Work order: Reproduce exactly, from the data that follows, the line with "as point(1064, 414).", the line with "as point(359, 520).", and every line that lies between them.
------ Entries shown ------
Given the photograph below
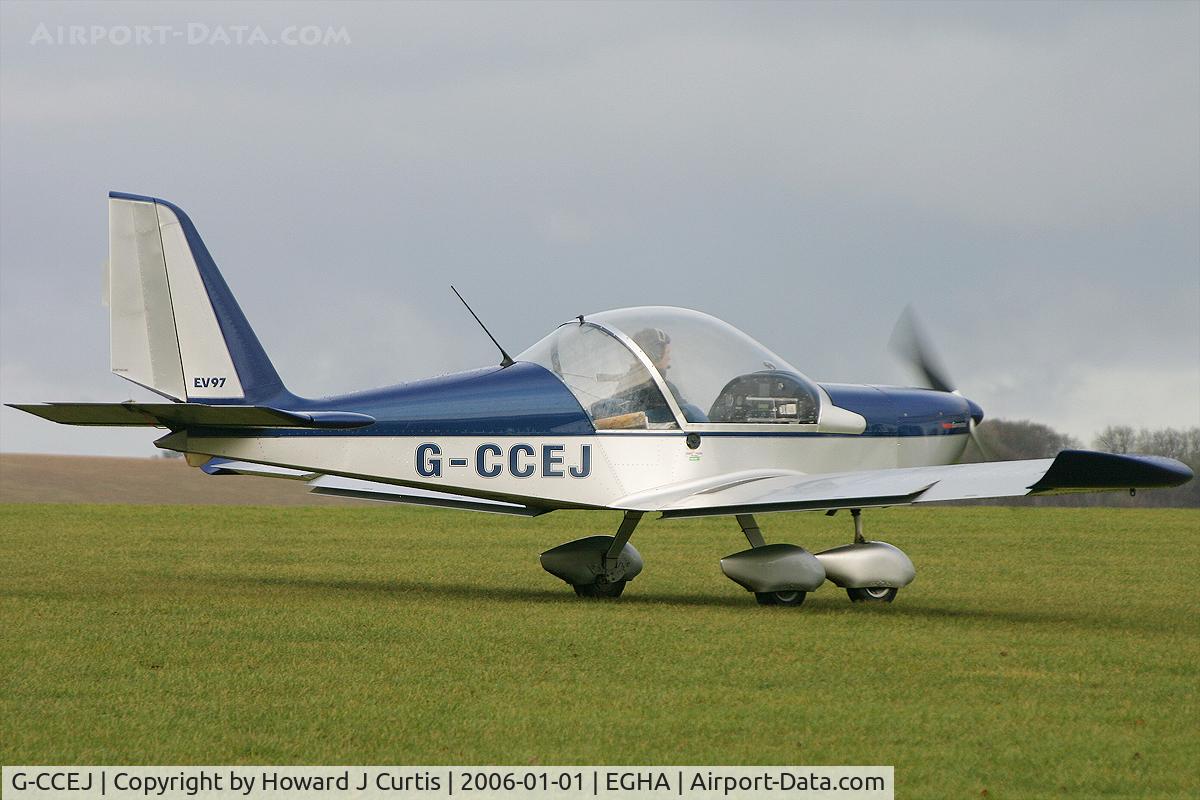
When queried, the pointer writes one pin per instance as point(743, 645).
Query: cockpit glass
point(605, 377)
point(715, 372)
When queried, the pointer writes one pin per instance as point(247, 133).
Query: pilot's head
point(657, 346)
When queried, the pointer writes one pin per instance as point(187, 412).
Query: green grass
point(1039, 653)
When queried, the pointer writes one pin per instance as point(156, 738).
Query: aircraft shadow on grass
point(833, 605)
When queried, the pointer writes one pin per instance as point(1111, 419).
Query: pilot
point(643, 395)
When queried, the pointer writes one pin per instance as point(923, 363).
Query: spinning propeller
point(912, 346)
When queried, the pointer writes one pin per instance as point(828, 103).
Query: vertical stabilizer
point(175, 326)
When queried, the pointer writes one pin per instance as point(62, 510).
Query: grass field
point(1039, 653)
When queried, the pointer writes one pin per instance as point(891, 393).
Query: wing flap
point(1072, 470)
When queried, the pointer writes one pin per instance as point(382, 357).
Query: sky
point(1026, 175)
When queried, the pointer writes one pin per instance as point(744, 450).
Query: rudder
point(175, 328)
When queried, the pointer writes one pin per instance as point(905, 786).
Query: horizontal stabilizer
point(349, 487)
point(191, 415)
point(229, 467)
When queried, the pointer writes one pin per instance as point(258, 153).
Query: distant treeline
point(1008, 440)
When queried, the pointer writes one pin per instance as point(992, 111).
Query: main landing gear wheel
point(873, 594)
point(780, 597)
point(601, 589)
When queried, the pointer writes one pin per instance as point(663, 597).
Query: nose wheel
point(873, 594)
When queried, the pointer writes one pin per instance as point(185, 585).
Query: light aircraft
point(639, 410)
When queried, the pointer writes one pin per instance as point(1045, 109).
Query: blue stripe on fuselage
point(903, 411)
point(521, 400)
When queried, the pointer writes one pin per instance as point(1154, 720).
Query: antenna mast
point(505, 359)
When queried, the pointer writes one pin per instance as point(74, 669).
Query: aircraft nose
point(976, 411)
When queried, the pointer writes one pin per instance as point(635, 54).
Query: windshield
point(715, 372)
point(606, 378)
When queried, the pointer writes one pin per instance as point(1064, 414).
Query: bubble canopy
point(658, 366)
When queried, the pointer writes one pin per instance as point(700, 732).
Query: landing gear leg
point(870, 572)
point(604, 585)
point(598, 566)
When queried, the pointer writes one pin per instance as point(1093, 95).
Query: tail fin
point(175, 328)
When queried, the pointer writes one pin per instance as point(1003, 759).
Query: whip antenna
point(505, 359)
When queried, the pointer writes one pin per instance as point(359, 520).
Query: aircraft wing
point(763, 491)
------
Answer area:
When queried, the pointer writes one pin per instance as point(1064, 414).
Query: bubble canopy
point(658, 366)
When queried, the pointer writes one pin per instance as point(700, 732).
Query: landing gear leg
point(870, 572)
point(604, 585)
point(598, 566)
When queried, the pointer writes one pin per instance as point(1093, 95).
Query: tail fin
point(175, 328)
When queried, the pointer writes one pin per instance as point(1003, 759).
Query: whip antenna
point(505, 359)
When queried, the pointer writes one pin per instance as point(359, 520).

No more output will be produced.